◆ Assignment
Beginning at the line that includes "Which pixel sits on the moth eye?" in the entries below, print each line exactly as it appears, through the last one.

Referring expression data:
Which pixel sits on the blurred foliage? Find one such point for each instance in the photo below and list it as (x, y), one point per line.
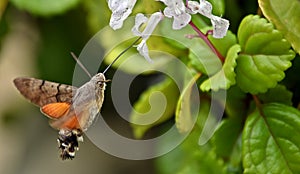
(260, 129)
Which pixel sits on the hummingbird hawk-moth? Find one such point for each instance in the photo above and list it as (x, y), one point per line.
(71, 110)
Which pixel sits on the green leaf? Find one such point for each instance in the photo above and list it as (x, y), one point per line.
(264, 58)
(152, 108)
(236, 102)
(228, 131)
(226, 77)
(45, 7)
(190, 158)
(279, 94)
(271, 141)
(224, 44)
(286, 16)
(200, 55)
(183, 115)
(218, 7)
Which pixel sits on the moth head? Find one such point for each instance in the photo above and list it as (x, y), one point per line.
(99, 80)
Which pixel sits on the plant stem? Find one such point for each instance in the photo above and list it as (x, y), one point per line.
(207, 41)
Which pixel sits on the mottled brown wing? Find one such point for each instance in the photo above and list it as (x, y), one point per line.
(41, 92)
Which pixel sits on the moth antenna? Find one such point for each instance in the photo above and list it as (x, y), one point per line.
(80, 64)
(121, 54)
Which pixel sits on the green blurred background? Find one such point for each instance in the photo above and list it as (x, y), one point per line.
(36, 38)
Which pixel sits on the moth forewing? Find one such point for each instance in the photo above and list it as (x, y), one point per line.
(42, 92)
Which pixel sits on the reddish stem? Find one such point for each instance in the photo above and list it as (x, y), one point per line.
(207, 41)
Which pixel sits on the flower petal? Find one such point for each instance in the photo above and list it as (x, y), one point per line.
(152, 22)
(220, 26)
(139, 20)
(143, 50)
(120, 11)
(181, 21)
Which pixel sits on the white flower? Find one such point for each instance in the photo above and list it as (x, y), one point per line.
(220, 25)
(177, 10)
(204, 8)
(152, 22)
(121, 9)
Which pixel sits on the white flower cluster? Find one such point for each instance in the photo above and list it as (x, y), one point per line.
(175, 9)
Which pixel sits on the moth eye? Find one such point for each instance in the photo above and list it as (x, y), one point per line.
(100, 83)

◆ Exercise answer
Which pixel sits on the moth eye? Find one such point for each instance in the photo above and list it as (x, y), one point per line.
(100, 83)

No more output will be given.